** Texto extraído **
Este é o documento que deveria acompanhar trabalhadores de qualquer tipo, nascido em 1932 junto com as Leis Trabalhistas de Getúlio Vargas. Na segunda ou terceira página das edições antigas, encontra-se a tal frase; tom paternalista e petulante, estilo anos ’30, ilustrando as maravilhas da carteira. Transcrevo aqui o trecho final da tal frase:
A carteira, pelos lançamentos que recebe, configura a história de uma vida. Quem a examinar, logo verá se o portador é um temperamento aquietado ou versátil; se ama a profissão escolhida ou ainda não encontrou sua vocação; se andou de fábrica em fábrica como uma abelha, ou permaneceu no mesmo estabelecimento, subindo a escala profissional. Pode ser um padrão de honra. Pode ser uma advertência.
São palavras arrogantes (algo amaciadas em edições mais modernas da carteira), mas acima de tudo palavras expressando um pensamento totalmente anacrônico. O tempo passou e hoje o “permaneceu no mesmo estabelecimento” é considerado ponto negativo, denotando imobilismo e falta de iniciativa; um meio fracasso enfim. Hoje muda-se de emprego continuamente, especialmente nas áreas financeira e de informática com seus padrões de honra completamente distintos, residindo especialmente na marca de carro que a pessoa dirige, no eventual Rolex e no brilho da vida social. Outra indicação do passar do tempo é o trecho: “…se andou de fábrica em fábrica como uma abelha...”. Hoje não existem mais fábricas, ou quase – os capitais que se transformavam em máquinas e equipamentos hoje alimentam o mercado financeiro que realiza o milagre do lucro sem trabalho. Ou dinheiro para quem já o tem.
Um exemplo de Detroit hoje, ontem a cidade do automóvel americano.
O mundo industrial que sobrou perdeu seu brilho – coisas do passado dizem os jovens, que hoje visam empregos com nomes abstrusos, preferivelmente em língua inglesa, tais como: engenheiros de Fintech, analistas de Business Intelligence, People Analytics e semelhantes. Também super-cotados são os especialistas em IA, em sustentabilidade ambiental, em robótica, em comunicação e marketing, e logicamente empregos tipo Avenida Faria Lima: gestão de risco, assessor de private banking, etc.
Mas também há outra margem no rio – a do negócio próprio, tão endeusado hoje em dia não se sabe se para desviar a atenção da crescente dificuldade que um jovem tem para encontrar um emprego, ou se para atrair alunos para cursos de empreendedorismo (que alguns até acham que devam ter status universitário) que se multiplicam por aí.

** Tarefa **
No texto sobre a carteira de trabalho, em que coisas estão hoje os padrões de honra das áreas financeira e de informática? Liste todas. As linhas que vêm depois deste texto não fazem falta.

** Material **
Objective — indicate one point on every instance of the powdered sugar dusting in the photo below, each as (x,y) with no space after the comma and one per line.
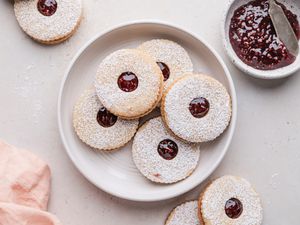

** Resposta **
- a marca de carro que a pessoa dirige
- o eventual Rolex
- o brilho da vida social